Data entries
*****
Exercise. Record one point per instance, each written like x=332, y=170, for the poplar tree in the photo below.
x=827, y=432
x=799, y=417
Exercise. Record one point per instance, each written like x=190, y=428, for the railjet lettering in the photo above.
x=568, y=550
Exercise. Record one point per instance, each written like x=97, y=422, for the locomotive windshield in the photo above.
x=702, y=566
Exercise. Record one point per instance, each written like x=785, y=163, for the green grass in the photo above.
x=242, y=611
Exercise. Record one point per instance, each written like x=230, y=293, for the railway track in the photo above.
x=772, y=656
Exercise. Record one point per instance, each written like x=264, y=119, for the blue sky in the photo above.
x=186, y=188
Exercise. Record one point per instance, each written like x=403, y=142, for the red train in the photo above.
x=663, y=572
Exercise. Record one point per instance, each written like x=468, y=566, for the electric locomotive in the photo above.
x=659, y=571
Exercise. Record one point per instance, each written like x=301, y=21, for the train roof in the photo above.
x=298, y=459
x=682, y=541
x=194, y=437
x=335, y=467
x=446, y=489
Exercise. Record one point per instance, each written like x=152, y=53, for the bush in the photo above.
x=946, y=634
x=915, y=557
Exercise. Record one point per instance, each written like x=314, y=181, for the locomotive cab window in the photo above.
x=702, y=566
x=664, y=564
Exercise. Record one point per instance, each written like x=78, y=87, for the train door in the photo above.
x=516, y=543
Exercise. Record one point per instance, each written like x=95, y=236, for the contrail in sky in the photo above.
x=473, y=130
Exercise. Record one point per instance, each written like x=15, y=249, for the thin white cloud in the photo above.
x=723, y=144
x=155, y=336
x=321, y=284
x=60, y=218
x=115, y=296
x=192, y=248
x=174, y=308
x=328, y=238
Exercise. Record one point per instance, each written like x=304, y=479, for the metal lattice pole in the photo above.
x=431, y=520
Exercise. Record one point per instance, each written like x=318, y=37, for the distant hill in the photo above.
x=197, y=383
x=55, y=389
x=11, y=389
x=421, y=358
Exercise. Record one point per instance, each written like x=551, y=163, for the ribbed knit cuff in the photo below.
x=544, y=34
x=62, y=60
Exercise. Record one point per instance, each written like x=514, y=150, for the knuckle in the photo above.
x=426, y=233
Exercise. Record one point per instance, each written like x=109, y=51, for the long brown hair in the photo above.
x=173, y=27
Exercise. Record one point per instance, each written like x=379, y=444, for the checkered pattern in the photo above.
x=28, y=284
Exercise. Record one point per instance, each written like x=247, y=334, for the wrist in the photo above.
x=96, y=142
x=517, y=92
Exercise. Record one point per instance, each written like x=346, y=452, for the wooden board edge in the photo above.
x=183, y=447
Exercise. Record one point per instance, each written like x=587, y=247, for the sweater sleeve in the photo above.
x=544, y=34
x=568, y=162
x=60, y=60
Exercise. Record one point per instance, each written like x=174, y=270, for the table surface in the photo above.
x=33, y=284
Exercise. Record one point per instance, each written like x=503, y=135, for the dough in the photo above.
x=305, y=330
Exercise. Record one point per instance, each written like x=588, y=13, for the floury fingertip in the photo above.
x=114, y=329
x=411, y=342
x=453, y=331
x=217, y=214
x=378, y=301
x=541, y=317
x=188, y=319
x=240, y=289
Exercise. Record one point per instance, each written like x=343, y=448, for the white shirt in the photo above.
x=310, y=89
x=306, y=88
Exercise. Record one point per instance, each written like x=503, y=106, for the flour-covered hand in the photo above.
*****
Print the records above exactly as written.

▸ **SOLUTION TO THIS TASK**:
Exercise. Record one point per instance, each written like x=332, y=170, for the poplar tree in the photo below.
x=827, y=432
x=799, y=417
Exercise. Record one point per instance, each written like x=190, y=428, for the railjet lettering in the photo above.
x=568, y=550
Exercise. Record one point per instance, each written like x=97, y=422, for the locomotive windshield in the photo above.
x=702, y=566
Exercise. Record one point per instance, each written like x=785, y=163, for the green grass in the photo above.
x=242, y=611
Exercise. Record one point per instance, each written like x=230, y=293, for the railway track in the photo above.
x=772, y=656
Exercise. Record one point per instance, each written like x=264, y=119, for the blue sky in the photo above.
x=186, y=188
Exercise. Record one point per instance, each written like x=403, y=142, for the red train in the photo above.
x=663, y=572
Exercise. Record one point per instance, each written like x=468, y=566, for the electric locomotive in the photo above.
x=659, y=571
Exercise. Record one point per instance, each written like x=301, y=21, for the train roof in the photo above.
x=298, y=459
x=682, y=541
x=194, y=437
x=335, y=467
x=446, y=489
Exercise. Record one point per instance, each written like x=152, y=53, for the bush in the photo above.
x=946, y=634
x=915, y=557
Exercise. Record one point per instance, each written like x=314, y=181, for the locomotive cab window in the photo above.
x=702, y=566
x=664, y=564
Exercise. Record one point per instance, each written like x=78, y=87, for the train door in the photo above.
x=516, y=543
Exercise. Record one point per instance, each written like x=95, y=236, for the contrail in sky in the photo above.
x=473, y=130
Exercise. Record one point per instance, each written like x=15, y=249, for the thin white cloud in the photo above.
x=723, y=144
x=155, y=336
x=321, y=284
x=60, y=218
x=115, y=296
x=192, y=248
x=174, y=308
x=328, y=238
Exercise. Record one point per instance, each written like x=304, y=479, for the metal lattice pole in the photo above.
x=431, y=520
Exercise. Record one point per instance, each written like x=318, y=37, for the distant hill in the photo above.
x=197, y=383
x=55, y=389
x=11, y=389
x=421, y=358
Exercise. Record one point per instance, each written like x=551, y=163, for the ribbed knit cuff in the photo below.
x=544, y=34
x=62, y=60
Exercise. Record one point per instance, each written like x=514, y=150, for the knuckle in the photo above.
x=426, y=233
Exercise. Record one point per instance, each written like x=109, y=51, for the long brown hair in the photo above.
x=173, y=27
Exercise. Record one point per instance, each written like x=379, y=444, for the checkered pattern in the photo above.
x=28, y=284
Exercise. Record one point per instance, each written like x=247, y=334, for the wrist in the photo above.
x=96, y=142
x=517, y=92
Exercise. Record one point per instance, each written like x=346, y=452, for the wooden board edge in the photo above.
x=183, y=447
Exercise. Record one point per instance, each written like x=587, y=247, for the sweater sleeve in the photo above.
x=544, y=34
x=568, y=162
x=60, y=60
Exercise. Record one point per instance, each written like x=174, y=270, for the table surface in the photo above.
x=33, y=284
Exercise. Record one point per instance, each written like x=503, y=135, for the dough in the photo above.
x=305, y=330
Exercise. Record one point per instance, each written like x=588, y=13, for the floury fingertip in the photo above.
x=114, y=329
x=411, y=342
x=453, y=331
x=217, y=214
x=378, y=301
x=541, y=317
x=188, y=319
x=240, y=289
Exercise. Record one point per instance, each written like x=343, y=448, for the white shirt in the photo above.
x=310, y=89
x=306, y=88
Exercise. Record one point per instance, each written like x=503, y=106, for the flour-covered hand in the photo above.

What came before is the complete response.